_Exercise set_:
• A. Why, according to the essay on levees and the Floodlines podcast, did the Delta Works come 30 years late? Answer in one to three sentences.
• B. Carry on the essay about levees and the Floodlines podcast, starting right after its final sentence.

_Excerpt to read_:
· · · · ·

#27 Levees
Firstly, all the best for the new year! The first ten days have shown that dates are not a magic wand, and last year’s woes will be this year’s foes. When I overlooked my neighborhood’s playground yesterday, however, I was overcome by the feeling that if we all play our part, we can turn the world around for the better for everyone. It may be a decade, or it may be a generation, but we can make this work!
I had to Google the exact meaning of ‘levees.’ Born in Sliedrecht, the world’s dredging capital and raised a few meters below sea level, dikes and dams have been fixtures in my life. I now know most of these dikes were levees, such as the one a few hundred meters from my home.
‘Levees’ are a crucial word in Floodlines, The Atlantic’s magnificent podcast about the many disasters in New Orleans caused by Hurricane Katrina. Another is ‘racism.’ I binged the series on my nightly lockdown walks. Living just east of Amsterdam, south of the former inland sea, and tucked in between various old rivers, all walks are along the dams, canals, and other structures of one of the world’s most advanced water management systems. And while I am sure our levees will likely hold, I also know they didn’t hold back the systemic injustices that were Katrina’s real disaster.
In Floodlines, Vann R. Newkirk II traces the historical roots and long-term impact of Hurricane Katrina. The show shows how it was not the weather but human error and indifference that caused the disaster and its suffering.
The levees broke not because Katrina was ‘the big one’ that was predicted to break them. They weren’t broken on purpose — as they had been in the past — to protect more affluent, whiter neighborhoods. They broke because they weren’t designed, built, and maintained well enough. In the show, Sandy Rosenthal believes they broke because of arrogance and the faulty belief in a romantic nature.
“We want to believe the romantic story—that it was Mother Nature. That’s romantic. The Titanic was almost romantic, the way they stylized it. You know, but the Titanic wasn’t romantic. It wasn’t a love story. The Titanic was a failure due to the arrogance of man. Arrogance is what caused them to put too few lifeboats. Arrogance is what caused them to turn off the radio so that they didn’t hear the warnings about the ice. They were so arrogant [that] they were going to break a record on their maiden voyage. They were not focused on the safety of their passengers. One hundred years later, we have the levees.”
In the Netherlands, we have our own story of ‘arrogance’ towards water’s destructive power. In 1953, a combination of a storm and high-tide created a storm surge on the North Sea that broke many of the dikes in the southwest of the country. Over 1,800 people lost their lives, and countless houses were destroyed. The disaster sparked the construction of the Delta Works, which now protects most of our country from flooding.
The Delta Works, however, came 30 years late. Already in the 1920s, the risk of flooding was understood. Some work was done, most notably the Afsluitdijk, which still protects my house. Yet, the invisibility of water’s potential to kill and destroy and the presence of other issues (notable, the Second World War) deprioritized the construction of appropriate defenses until it was too late.
I didn’t know this story until I started reading up about it because of Floodlines. In school, they always taught me the dikes were weakened by German bombardments and neglect during the Second World War. This certainly makes for a better story.
The real issue with Katrina is not human arrogance or even that the levees broke, though, Floodlines shows. The problem is how disaster amplified social and racial inequalities (almost) by design. It is here that the story turns from history into a commentary.

· · · · ·

_Dataset records_:
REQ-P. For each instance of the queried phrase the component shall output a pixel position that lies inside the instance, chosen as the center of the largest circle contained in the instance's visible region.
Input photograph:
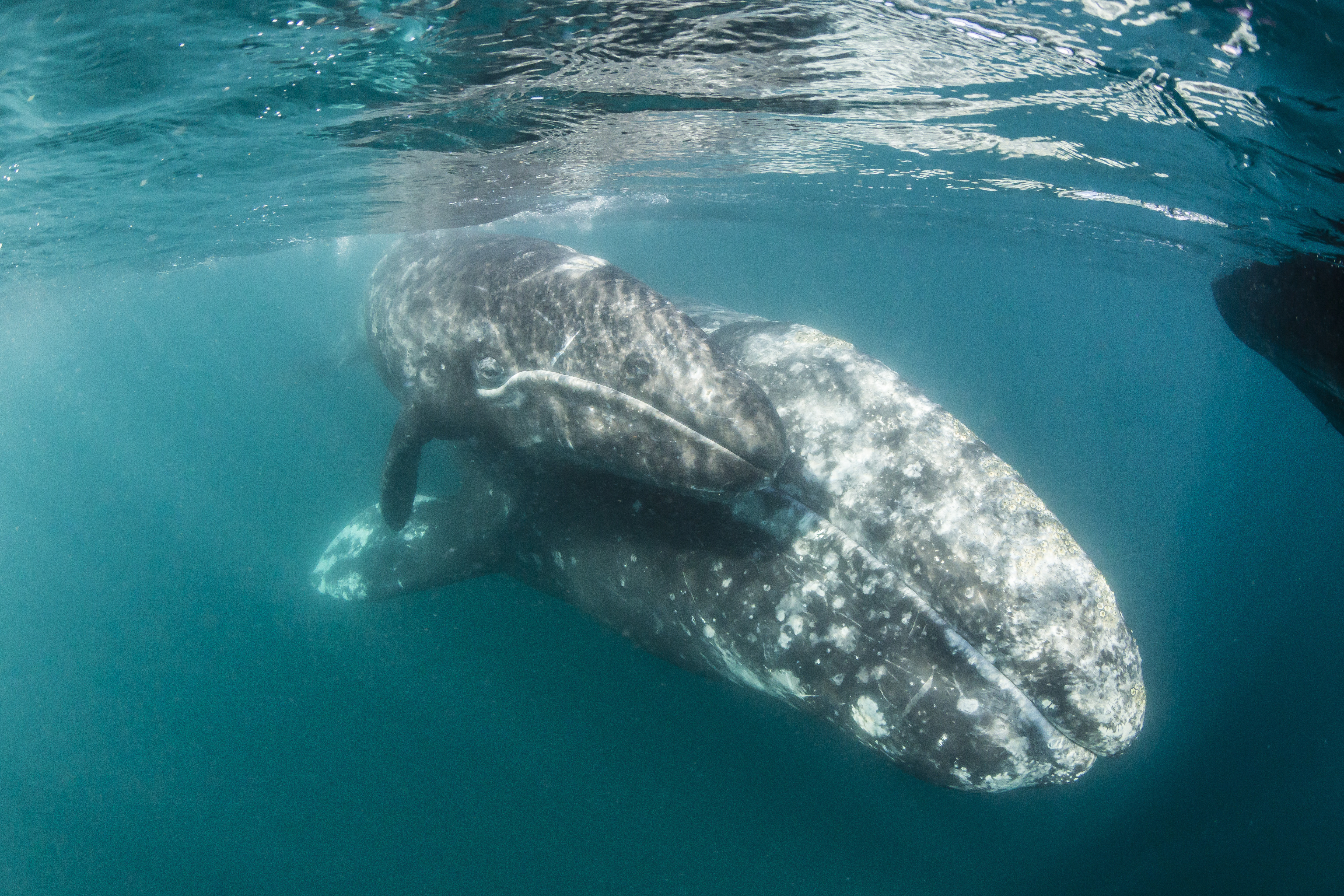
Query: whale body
(538, 348)
(896, 578)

· · · · ·

_Responses by task_:
• A. The risk of flooding was already understood in the 1920s, but the invisibility of water's potential to kill and destroy kept proper defenses from being a priority. Other issues, notably the Second World War, also pushed them down the list. As a result, appropriate defenses were not built until after the 1953 storm surge, when it was too late.

• B.
By carefully picking apart different strands of the narratives that emerged during Katrina and checking them against facts on the ground, Newkirk II shows how virtually every institution was unprepared for a disaster like Katrina. Also, they showed their worst reflexes and prejudices once the disaster struck. The media repeated hearsay that fit their racist beliefs. Police acted violently when they needed to care, and the government was mostly absent.
In the show’s final episode, Newkirk II interviews FEMA director Michael Brown. Brown is asked what he would tell Le-Ann, a protagonist in the podcast who loses everything (including her future) because of Katrina. Brown:
“If I can get Americans to think about risk and tell them honestly that when that proverbial feces hits the fan, that you may be fearful for your life, and there’s nothing that anybody can do about that. We’re not going—the government is not going to be there. The minute it happens. And they may not be there for a day, depending on how bad it is. So you tell Le-Ann I’m sorry, but you tell Le-Ann that her responsibility is to understand the nature of the risk where she lives and to be prepared for it. Knowing that somebody’s not going to come—the shining knight in armor is not going to come and rescue her when that fear sets in.”
Whatever 2021 brings, we can be sure it will bring natural disasters that we are unprepared for. There will always be disasters that we are unprepared for. Katrina was a category 3 storm that didn’t directly hit New Orleans. We know there will be more and higher category storms. We cannot prepare for such monster storms. We can only prepare for our response.
Levees are only as strong as the societies that build and maintain them.
Thanks for reading this first newsletter of 2021. There have been quite some new signups over the holidays. I’m happy you are here! If this is your first newsletter, have a look at the archive. There is so much going on in my (working) life at the moment that I’m confident we’ll keep the weekly schedule for the foreseeable future. The only thing I cannot predict is the topics.
I didn’t write about the Millennium Falcon cake I baked this weekend, homeschooling, again, lots of art and culture for health and wellbeing, or GIMBER, which is my new addiction. All that, for sure, in an upcoming newsletter. Until then, take care!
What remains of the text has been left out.